Challenge: Give the lines again exactly, from the one holding "of the flagpole?" to the last line of the listing below, both ends included and nothing added.

Task inputs:
>> Start

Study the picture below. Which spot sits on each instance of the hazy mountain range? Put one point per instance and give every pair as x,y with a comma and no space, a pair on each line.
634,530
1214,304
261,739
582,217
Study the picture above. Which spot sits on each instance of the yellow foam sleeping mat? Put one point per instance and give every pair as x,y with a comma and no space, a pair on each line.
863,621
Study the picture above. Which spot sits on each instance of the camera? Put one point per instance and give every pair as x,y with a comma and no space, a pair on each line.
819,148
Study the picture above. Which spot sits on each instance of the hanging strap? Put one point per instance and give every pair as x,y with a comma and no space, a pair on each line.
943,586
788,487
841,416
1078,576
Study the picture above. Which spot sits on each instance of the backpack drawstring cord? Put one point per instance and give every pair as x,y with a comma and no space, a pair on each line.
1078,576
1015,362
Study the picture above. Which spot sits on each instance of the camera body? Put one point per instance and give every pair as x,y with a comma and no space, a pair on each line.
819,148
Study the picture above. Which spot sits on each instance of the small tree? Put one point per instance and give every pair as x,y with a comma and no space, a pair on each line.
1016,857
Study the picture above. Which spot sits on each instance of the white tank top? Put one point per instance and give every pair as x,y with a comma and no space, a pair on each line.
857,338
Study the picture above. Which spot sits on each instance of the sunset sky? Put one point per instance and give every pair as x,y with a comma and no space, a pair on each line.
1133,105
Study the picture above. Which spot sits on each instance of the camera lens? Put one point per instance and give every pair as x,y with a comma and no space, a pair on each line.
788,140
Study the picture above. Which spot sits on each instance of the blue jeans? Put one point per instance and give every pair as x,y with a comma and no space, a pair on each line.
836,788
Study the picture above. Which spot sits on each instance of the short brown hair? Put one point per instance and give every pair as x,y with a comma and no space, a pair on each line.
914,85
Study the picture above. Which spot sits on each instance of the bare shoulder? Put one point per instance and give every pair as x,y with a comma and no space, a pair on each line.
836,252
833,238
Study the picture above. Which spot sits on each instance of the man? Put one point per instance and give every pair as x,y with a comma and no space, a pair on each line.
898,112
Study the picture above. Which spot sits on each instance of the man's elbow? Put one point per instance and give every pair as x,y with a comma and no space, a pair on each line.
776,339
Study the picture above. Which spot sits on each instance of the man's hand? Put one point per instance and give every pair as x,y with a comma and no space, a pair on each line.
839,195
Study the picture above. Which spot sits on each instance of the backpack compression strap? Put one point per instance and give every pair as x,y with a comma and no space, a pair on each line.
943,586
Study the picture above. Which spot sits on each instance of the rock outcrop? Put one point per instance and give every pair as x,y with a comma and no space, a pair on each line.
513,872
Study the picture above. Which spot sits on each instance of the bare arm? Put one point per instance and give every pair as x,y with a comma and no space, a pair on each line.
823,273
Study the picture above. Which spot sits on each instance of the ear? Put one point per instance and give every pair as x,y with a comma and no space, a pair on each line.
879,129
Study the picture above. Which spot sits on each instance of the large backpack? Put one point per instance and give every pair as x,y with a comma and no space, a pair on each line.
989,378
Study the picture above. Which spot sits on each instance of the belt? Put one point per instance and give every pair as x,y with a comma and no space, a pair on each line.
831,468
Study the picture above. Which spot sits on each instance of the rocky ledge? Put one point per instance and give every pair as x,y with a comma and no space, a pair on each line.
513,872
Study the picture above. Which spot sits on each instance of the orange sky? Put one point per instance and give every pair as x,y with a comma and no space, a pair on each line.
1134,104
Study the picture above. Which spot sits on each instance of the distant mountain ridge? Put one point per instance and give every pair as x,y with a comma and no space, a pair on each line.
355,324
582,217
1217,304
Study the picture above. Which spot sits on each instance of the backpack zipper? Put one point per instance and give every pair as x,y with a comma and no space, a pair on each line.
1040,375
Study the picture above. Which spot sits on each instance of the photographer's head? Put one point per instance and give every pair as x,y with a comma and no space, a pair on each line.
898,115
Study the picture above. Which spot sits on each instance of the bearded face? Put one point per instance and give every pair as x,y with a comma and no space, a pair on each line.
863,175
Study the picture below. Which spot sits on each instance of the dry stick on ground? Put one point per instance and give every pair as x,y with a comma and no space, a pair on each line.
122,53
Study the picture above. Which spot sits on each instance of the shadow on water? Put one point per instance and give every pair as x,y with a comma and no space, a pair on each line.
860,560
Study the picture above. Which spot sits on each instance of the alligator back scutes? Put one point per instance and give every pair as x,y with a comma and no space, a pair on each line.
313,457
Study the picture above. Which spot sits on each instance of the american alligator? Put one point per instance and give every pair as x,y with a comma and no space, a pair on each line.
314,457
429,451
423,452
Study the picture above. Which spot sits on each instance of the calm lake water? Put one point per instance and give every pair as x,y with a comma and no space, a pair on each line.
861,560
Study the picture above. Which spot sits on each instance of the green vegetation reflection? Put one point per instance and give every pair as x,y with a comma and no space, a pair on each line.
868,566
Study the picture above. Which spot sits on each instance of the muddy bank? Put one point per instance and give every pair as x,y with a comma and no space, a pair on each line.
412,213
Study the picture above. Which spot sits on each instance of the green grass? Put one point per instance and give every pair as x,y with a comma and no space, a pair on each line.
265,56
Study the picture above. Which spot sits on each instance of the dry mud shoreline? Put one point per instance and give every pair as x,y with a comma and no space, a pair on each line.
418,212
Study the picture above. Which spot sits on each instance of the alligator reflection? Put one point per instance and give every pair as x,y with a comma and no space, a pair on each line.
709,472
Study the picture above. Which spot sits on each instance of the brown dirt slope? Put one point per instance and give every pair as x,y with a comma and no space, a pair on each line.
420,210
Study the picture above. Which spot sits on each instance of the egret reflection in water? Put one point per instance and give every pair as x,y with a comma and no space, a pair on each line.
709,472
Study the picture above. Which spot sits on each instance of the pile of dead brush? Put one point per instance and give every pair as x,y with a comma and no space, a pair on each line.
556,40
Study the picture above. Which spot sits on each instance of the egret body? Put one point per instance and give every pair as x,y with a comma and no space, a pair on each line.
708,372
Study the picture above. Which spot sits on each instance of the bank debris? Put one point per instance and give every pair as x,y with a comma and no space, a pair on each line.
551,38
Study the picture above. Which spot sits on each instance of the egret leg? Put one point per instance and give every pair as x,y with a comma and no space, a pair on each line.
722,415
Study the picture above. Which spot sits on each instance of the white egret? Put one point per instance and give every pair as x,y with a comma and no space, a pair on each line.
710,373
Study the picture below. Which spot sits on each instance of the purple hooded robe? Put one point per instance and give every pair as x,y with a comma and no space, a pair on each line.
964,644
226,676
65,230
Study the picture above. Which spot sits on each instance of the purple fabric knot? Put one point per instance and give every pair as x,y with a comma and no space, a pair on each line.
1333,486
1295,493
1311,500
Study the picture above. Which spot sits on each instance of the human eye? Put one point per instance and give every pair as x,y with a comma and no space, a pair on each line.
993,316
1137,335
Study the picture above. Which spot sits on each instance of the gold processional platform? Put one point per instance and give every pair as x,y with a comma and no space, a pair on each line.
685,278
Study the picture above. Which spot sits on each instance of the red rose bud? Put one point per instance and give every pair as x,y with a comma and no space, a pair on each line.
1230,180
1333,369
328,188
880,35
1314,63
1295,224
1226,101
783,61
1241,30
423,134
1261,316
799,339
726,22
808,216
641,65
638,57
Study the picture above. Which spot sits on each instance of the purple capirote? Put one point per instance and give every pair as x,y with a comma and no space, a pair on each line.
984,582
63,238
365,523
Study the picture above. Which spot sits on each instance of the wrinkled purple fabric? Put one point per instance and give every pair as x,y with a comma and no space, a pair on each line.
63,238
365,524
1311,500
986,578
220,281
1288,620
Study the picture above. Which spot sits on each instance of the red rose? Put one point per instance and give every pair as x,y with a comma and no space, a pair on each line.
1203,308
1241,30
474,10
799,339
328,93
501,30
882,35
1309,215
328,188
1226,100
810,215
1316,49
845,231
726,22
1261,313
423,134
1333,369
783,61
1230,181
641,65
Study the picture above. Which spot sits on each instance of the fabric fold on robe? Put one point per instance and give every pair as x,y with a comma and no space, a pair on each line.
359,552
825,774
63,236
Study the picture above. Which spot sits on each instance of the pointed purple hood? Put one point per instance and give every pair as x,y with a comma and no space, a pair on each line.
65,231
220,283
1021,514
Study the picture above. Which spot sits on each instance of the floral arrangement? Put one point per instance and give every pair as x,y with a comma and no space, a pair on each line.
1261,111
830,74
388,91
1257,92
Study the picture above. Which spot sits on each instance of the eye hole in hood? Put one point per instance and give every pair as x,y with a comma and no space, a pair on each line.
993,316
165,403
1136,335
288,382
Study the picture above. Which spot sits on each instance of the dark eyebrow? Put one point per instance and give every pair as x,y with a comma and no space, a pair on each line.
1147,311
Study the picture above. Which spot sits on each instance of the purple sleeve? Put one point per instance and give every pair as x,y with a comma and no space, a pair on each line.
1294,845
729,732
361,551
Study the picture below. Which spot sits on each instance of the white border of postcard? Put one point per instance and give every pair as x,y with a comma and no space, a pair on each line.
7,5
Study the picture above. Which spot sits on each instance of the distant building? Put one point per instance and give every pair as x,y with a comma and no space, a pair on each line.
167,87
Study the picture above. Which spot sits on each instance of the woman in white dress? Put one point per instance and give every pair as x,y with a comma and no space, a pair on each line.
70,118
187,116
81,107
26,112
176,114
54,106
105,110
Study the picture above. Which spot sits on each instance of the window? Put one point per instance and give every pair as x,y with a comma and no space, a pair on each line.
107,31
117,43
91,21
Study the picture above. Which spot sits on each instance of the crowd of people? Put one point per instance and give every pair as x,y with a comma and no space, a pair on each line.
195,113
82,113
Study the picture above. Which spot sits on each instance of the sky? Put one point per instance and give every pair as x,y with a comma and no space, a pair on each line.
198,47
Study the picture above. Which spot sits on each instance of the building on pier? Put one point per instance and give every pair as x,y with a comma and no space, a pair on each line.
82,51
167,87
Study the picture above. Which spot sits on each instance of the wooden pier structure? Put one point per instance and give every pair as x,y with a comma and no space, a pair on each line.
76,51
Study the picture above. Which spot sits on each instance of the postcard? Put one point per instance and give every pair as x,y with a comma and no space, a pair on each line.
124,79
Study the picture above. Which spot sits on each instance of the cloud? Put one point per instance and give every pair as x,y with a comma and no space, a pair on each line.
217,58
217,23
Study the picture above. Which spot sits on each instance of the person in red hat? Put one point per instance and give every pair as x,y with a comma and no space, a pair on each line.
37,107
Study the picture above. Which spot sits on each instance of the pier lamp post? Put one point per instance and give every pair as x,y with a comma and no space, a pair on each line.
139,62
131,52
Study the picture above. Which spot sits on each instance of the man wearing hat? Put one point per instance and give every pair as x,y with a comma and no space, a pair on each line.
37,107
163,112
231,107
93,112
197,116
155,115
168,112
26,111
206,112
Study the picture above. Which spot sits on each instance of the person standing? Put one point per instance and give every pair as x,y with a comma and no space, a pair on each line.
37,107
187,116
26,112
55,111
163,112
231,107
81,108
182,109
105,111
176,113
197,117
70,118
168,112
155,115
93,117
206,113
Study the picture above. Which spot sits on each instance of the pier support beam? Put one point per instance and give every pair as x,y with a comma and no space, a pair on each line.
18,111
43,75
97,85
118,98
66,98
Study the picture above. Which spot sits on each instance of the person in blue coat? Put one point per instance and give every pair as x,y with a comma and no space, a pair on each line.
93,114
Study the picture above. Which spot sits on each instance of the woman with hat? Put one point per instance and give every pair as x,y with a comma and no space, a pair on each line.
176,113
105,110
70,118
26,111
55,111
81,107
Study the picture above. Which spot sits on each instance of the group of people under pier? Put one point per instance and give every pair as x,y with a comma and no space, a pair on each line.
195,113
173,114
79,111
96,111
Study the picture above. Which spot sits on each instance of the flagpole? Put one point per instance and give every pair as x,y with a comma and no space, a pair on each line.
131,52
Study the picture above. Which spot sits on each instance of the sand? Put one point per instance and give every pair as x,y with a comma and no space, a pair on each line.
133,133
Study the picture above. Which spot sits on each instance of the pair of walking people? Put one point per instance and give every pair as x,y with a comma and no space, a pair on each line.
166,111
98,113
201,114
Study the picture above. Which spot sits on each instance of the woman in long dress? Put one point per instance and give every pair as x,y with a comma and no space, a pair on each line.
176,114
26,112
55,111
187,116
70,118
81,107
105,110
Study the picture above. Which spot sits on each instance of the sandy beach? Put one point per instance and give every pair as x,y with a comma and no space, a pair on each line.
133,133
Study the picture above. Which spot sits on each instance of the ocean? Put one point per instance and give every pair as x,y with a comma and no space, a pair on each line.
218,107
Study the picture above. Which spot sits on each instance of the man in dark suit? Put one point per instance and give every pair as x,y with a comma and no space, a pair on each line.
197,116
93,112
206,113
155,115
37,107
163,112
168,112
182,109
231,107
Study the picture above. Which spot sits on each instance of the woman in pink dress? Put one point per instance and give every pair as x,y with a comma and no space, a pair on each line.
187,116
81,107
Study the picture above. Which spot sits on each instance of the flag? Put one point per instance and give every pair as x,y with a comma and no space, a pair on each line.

>> End

Written answer:
Study the picture above. Which spot sits on each instance of the flagpole? Put one point per instance and give every pair as x,y with a comma and no space, a pair on each line.
131,52
Study the picture above. Which spot sits on each instance of the sand? Put one point per instance and give every pair as x,y with a comma and no space, a pair on each line.
133,133
Study the picture above. Which spot sits on each instance of the pair of walking people? Put one point per instance and give every pair as x,y with a comma and no space, a pair on each line.
166,111
98,113
201,114
Study the picture above. Which spot sits on each instance of the woman in long dress? Put one point per instance and give every pair as x,y with a comma and no space, a pair on each line.
176,114
26,112
55,111
187,116
70,118
81,107
105,110
Study the picture above. Which spot sits on each instance of the sandy beach? Put one point per instance and give every pair as x,y with a comma and no space, a pair on each line.
133,133
Study the picture above. Which spot sits on each instance of the ocean? Put one point per instance and give every pair as x,y with a comma and no space, a pair on each line.
218,107
Study the picture above. Which spot sits on each instance of the man in dark suit? Put one point per instance and give every pair as x,y with a comma and no space, a pair on each line.
197,116
93,112
206,113
155,115
37,107
163,112
168,112
182,109
231,107
Study the picture above. Which spot sits on each instance of the woman in pink dress? Put one point per instance and give every pair as x,y with a comma and no space, a pair on each line.
187,116
81,107
Study the picture above. Which spot sits on each instance of the flag? Put one point per instance and give every pair as x,y with a comma and no space, a pair on each line.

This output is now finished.